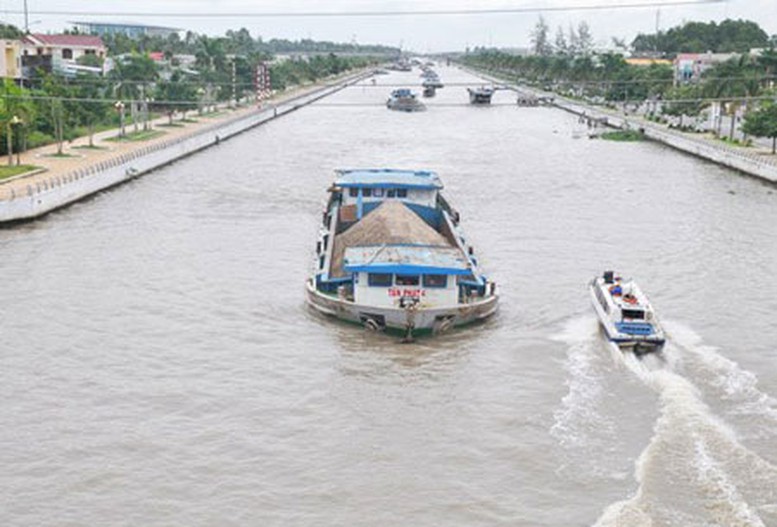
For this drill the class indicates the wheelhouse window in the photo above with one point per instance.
(436, 280)
(408, 279)
(379, 279)
(634, 314)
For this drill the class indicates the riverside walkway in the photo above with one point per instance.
(61, 180)
(757, 160)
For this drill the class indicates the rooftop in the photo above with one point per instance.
(406, 259)
(392, 223)
(64, 40)
(122, 25)
(387, 177)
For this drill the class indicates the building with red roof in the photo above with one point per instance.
(67, 48)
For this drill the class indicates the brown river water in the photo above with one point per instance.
(159, 366)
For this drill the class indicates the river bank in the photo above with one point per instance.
(59, 181)
(753, 161)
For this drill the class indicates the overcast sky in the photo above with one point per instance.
(420, 33)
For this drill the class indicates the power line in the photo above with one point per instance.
(380, 13)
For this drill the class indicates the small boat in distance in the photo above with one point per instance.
(625, 314)
(391, 256)
(481, 95)
(404, 100)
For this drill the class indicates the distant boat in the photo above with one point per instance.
(432, 82)
(480, 95)
(626, 314)
(391, 256)
(404, 100)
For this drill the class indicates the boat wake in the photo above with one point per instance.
(735, 388)
(714, 479)
(580, 423)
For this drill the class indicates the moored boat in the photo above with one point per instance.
(625, 314)
(391, 256)
(404, 100)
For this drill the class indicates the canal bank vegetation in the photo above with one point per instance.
(151, 76)
(653, 77)
(15, 170)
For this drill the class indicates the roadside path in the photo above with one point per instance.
(79, 158)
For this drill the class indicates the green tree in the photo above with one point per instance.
(15, 112)
(92, 109)
(176, 95)
(763, 123)
(539, 38)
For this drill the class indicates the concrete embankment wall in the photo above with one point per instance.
(750, 163)
(58, 191)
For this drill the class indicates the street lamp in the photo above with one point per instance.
(200, 95)
(16, 123)
(13, 121)
(120, 108)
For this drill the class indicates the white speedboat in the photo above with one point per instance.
(391, 256)
(625, 314)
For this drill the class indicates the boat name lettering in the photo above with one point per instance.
(412, 293)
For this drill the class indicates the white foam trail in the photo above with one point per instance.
(735, 384)
(579, 417)
(687, 432)
(725, 503)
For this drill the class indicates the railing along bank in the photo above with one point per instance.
(749, 163)
(47, 194)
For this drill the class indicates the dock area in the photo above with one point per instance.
(59, 181)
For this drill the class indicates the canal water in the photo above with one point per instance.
(159, 366)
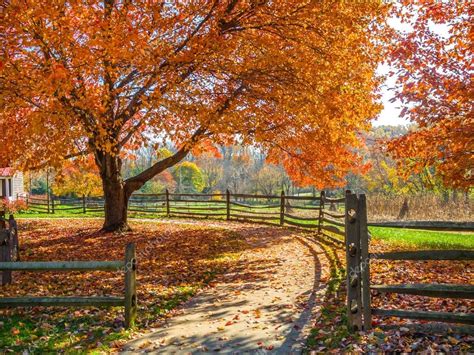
★ ★ ★ ★ ★ ★ ★
- Task to carry out -
Collect every line above that contains the string "white". Case counts.

- Written answer -
For this drill the class indicates the white speedboat in the photo above with one point per instance.
For this drill the class indicates the white foam trail in the photo above with one point per instance.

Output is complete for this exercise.